### Exercise materials
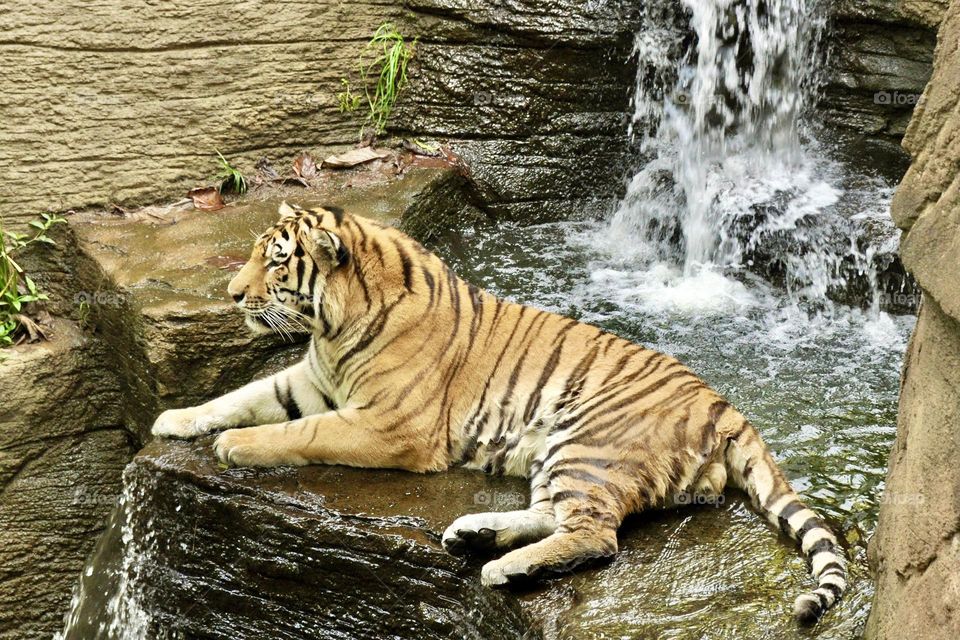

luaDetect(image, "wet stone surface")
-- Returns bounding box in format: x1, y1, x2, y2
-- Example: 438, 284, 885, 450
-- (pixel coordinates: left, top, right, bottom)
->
69, 434, 873, 640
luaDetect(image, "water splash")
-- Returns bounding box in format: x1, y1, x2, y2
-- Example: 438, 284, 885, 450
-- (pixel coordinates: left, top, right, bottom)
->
58, 465, 152, 640
601, 0, 908, 314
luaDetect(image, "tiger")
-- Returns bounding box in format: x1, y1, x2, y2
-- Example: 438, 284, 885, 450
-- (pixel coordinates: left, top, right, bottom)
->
152, 202, 847, 624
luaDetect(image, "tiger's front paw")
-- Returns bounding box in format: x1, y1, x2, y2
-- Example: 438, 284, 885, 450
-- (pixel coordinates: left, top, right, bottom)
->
151, 408, 221, 439
213, 426, 306, 468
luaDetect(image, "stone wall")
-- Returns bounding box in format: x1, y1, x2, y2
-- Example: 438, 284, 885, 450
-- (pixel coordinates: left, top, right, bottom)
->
866, 1, 960, 638
0, 1, 941, 230
0, 1, 641, 228
823, 0, 942, 139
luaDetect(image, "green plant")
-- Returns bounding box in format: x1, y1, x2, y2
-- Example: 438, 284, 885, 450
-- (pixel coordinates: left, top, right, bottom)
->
0, 213, 65, 346
215, 151, 247, 194
337, 78, 361, 113
337, 22, 416, 136
77, 299, 91, 331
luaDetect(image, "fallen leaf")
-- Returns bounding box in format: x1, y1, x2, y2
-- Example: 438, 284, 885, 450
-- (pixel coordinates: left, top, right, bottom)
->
321, 147, 391, 169
13, 314, 47, 343
187, 187, 225, 211
292, 152, 317, 180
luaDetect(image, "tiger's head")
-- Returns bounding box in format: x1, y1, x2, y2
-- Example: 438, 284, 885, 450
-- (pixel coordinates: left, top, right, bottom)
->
227, 202, 349, 336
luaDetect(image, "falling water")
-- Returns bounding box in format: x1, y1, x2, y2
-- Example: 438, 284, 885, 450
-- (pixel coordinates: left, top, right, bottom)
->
58, 466, 153, 640
600, 0, 909, 312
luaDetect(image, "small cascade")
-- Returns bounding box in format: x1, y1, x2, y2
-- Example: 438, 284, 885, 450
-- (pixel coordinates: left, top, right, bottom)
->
599, 0, 914, 313
58, 465, 153, 640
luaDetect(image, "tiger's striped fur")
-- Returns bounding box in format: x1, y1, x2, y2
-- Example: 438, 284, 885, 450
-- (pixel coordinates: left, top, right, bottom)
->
151, 202, 846, 624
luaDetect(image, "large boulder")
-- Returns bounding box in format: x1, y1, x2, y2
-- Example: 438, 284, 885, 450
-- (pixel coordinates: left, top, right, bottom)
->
866, 2, 960, 638
0, 0, 641, 227
0, 320, 136, 639
62, 438, 874, 639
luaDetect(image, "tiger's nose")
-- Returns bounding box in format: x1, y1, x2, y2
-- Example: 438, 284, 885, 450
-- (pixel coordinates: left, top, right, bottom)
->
231, 291, 245, 304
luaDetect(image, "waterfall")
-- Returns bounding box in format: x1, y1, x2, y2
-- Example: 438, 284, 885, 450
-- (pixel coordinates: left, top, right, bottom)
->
598, 0, 908, 313
58, 466, 152, 640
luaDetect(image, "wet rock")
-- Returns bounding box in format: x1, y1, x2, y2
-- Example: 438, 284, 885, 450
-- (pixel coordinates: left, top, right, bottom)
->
0, 320, 137, 638
0, 167, 469, 639
0, 220, 154, 639
62, 437, 878, 639
867, 3, 960, 638
396, 0, 641, 221
823, 0, 940, 139
0, 0, 640, 228
63, 440, 537, 640
0, 0, 940, 229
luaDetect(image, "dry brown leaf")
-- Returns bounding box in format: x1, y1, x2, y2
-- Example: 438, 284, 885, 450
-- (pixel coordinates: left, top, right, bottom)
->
187, 187, 225, 211
321, 147, 391, 169
292, 152, 317, 180
14, 314, 48, 343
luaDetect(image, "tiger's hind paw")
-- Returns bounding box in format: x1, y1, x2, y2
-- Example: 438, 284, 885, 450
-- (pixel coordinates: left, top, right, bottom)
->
441, 510, 556, 557
442, 526, 498, 557
480, 556, 541, 587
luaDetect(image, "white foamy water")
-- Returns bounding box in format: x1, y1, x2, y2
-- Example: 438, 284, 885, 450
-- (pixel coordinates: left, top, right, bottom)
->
596, 0, 905, 319
58, 468, 152, 640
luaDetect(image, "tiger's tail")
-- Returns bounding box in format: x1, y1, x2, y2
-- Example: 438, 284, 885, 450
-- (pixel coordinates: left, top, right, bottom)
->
724, 422, 847, 625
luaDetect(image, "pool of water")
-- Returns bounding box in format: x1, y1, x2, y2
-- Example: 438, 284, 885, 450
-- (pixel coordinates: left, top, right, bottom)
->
432, 219, 914, 639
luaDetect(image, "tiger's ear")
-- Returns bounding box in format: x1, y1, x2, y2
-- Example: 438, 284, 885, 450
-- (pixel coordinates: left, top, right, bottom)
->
309, 228, 349, 267
278, 201, 298, 218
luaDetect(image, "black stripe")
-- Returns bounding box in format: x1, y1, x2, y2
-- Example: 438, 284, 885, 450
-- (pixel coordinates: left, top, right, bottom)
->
335, 296, 404, 372
818, 561, 845, 577
777, 500, 805, 536
548, 467, 607, 486
820, 582, 842, 599
324, 205, 345, 226
319, 391, 337, 411
550, 490, 589, 503
296, 256, 306, 286
807, 538, 835, 557
395, 242, 414, 292
795, 516, 825, 542
306, 259, 319, 296
274, 379, 302, 420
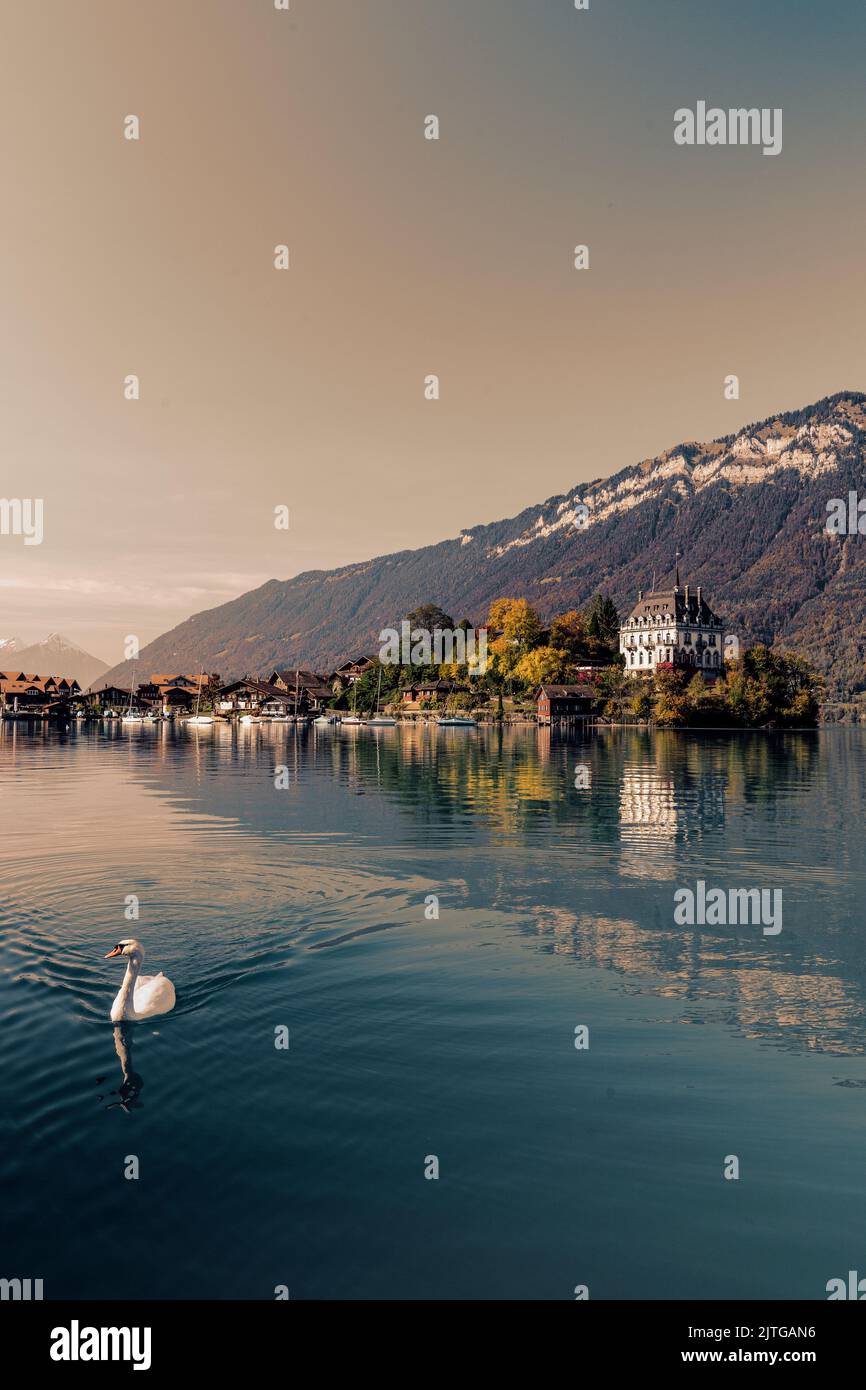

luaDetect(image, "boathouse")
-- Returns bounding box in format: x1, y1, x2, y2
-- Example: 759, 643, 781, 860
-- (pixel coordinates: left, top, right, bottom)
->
535, 684, 596, 724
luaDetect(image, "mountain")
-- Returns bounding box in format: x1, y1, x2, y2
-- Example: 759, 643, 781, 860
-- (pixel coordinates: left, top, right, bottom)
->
101, 391, 866, 700
0, 637, 22, 656
7, 634, 110, 690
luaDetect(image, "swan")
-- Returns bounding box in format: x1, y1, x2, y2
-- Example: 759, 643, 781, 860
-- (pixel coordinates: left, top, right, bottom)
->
104, 939, 176, 1022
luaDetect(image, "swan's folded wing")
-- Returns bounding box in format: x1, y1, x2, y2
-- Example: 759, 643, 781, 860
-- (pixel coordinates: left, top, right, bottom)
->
134, 972, 177, 1017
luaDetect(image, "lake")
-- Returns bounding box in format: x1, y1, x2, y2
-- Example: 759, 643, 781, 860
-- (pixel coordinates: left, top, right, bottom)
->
2, 720, 865, 1300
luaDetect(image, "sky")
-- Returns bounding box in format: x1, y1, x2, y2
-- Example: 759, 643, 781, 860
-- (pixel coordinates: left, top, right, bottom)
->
1, 0, 865, 662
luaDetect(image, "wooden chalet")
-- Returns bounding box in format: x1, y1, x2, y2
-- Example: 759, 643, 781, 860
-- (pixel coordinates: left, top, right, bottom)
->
266, 669, 334, 713
218, 678, 283, 713
73, 684, 133, 714
1, 672, 83, 716
401, 679, 469, 705
136, 673, 214, 714
535, 684, 596, 724
329, 656, 376, 690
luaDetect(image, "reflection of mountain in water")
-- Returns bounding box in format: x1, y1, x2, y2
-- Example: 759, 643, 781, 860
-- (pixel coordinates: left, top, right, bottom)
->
63, 720, 866, 1058
529, 904, 866, 1056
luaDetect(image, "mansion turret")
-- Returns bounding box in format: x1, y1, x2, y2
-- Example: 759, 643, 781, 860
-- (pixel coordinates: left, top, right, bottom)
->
620, 570, 727, 678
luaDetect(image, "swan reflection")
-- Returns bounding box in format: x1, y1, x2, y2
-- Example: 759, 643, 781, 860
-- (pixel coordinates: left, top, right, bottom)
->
97, 1024, 144, 1113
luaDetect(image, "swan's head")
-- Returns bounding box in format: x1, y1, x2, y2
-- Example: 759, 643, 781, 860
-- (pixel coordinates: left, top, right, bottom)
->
105, 938, 143, 962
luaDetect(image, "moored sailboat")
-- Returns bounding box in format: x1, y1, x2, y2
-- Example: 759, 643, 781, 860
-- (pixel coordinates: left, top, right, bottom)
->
121, 666, 143, 723
186, 669, 214, 725
367, 665, 396, 726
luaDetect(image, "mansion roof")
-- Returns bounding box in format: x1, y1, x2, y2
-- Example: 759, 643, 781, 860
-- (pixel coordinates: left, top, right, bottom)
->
625, 587, 720, 626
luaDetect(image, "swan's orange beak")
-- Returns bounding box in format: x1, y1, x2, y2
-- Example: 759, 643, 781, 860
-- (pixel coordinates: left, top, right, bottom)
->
105, 946, 122, 958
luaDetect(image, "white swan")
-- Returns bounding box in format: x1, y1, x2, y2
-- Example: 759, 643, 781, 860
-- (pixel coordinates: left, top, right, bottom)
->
105, 939, 176, 1022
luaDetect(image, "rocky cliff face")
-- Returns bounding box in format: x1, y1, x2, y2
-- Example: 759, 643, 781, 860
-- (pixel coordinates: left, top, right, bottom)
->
101, 392, 866, 699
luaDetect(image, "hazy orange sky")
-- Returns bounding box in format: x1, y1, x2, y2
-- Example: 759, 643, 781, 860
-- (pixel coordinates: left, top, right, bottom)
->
2, 0, 864, 661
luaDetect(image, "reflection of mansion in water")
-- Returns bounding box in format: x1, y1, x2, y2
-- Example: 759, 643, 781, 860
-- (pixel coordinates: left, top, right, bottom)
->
620, 772, 679, 839
619, 770, 726, 866
620, 559, 729, 677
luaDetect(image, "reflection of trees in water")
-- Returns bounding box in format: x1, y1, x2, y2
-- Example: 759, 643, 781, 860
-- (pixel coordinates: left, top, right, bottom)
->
327, 725, 599, 838
153, 723, 822, 848
304, 726, 820, 845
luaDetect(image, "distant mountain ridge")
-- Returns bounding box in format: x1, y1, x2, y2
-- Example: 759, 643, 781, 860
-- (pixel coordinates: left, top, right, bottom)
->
3, 634, 109, 690
101, 391, 866, 700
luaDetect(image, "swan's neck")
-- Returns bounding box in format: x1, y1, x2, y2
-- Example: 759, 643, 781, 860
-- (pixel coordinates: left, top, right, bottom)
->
117, 956, 142, 1018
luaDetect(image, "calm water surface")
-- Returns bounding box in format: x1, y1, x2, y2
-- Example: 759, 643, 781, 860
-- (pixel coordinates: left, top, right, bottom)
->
2, 721, 865, 1300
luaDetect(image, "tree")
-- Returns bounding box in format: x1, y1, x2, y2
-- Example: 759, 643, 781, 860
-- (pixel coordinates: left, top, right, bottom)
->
487, 597, 543, 651
549, 610, 587, 661
585, 593, 620, 647
738, 646, 821, 725
405, 603, 454, 633
630, 688, 653, 720
653, 668, 690, 727
513, 645, 566, 686
351, 659, 399, 713
596, 666, 630, 721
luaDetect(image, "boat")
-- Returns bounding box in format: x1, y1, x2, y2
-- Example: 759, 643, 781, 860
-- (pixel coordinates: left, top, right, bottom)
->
436, 677, 476, 726
186, 669, 214, 725
314, 712, 340, 726
367, 667, 397, 726
121, 666, 143, 723
240, 714, 262, 725
340, 683, 364, 728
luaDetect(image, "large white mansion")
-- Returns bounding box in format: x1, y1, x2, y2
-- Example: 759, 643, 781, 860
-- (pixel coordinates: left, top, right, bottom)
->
620, 566, 728, 678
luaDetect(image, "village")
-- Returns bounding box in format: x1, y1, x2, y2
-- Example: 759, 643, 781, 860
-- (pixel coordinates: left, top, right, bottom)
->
0, 661, 599, 728
0, 579, 820, 730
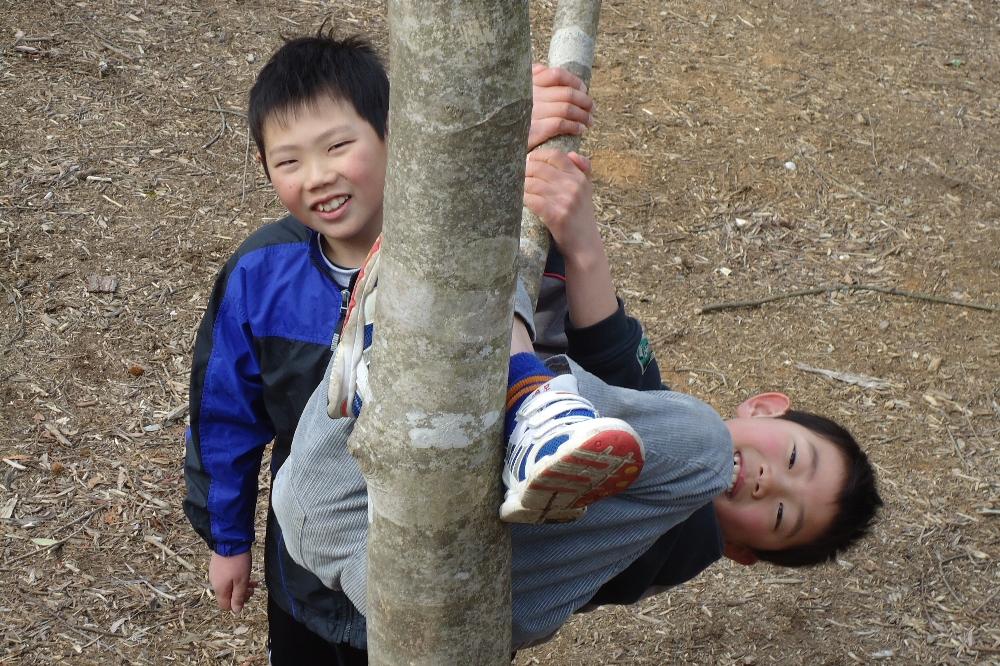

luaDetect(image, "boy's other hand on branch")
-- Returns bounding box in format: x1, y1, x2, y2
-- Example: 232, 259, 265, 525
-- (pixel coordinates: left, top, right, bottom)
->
209, 551, 257, 615
528, 64, 594, 151
524, 148, 602, 263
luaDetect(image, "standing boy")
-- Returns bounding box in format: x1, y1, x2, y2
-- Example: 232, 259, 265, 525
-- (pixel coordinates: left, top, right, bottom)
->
183, 33, 596, 663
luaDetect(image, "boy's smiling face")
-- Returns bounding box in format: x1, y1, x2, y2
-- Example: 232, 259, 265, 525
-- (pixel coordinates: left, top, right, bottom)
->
714, 394, 847, 565
262, 95, 387, 268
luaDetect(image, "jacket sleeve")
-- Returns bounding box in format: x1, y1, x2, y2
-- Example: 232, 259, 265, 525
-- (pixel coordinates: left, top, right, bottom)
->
564, 299, 663, 391
184, 261, 274, 556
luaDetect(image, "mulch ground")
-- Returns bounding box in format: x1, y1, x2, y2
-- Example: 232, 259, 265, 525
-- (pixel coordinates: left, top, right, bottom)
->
2, 1, 998, 664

### Activity
Tally the lines of the entries that include the word "mansion" and give only the total.

### Solution to this problem
4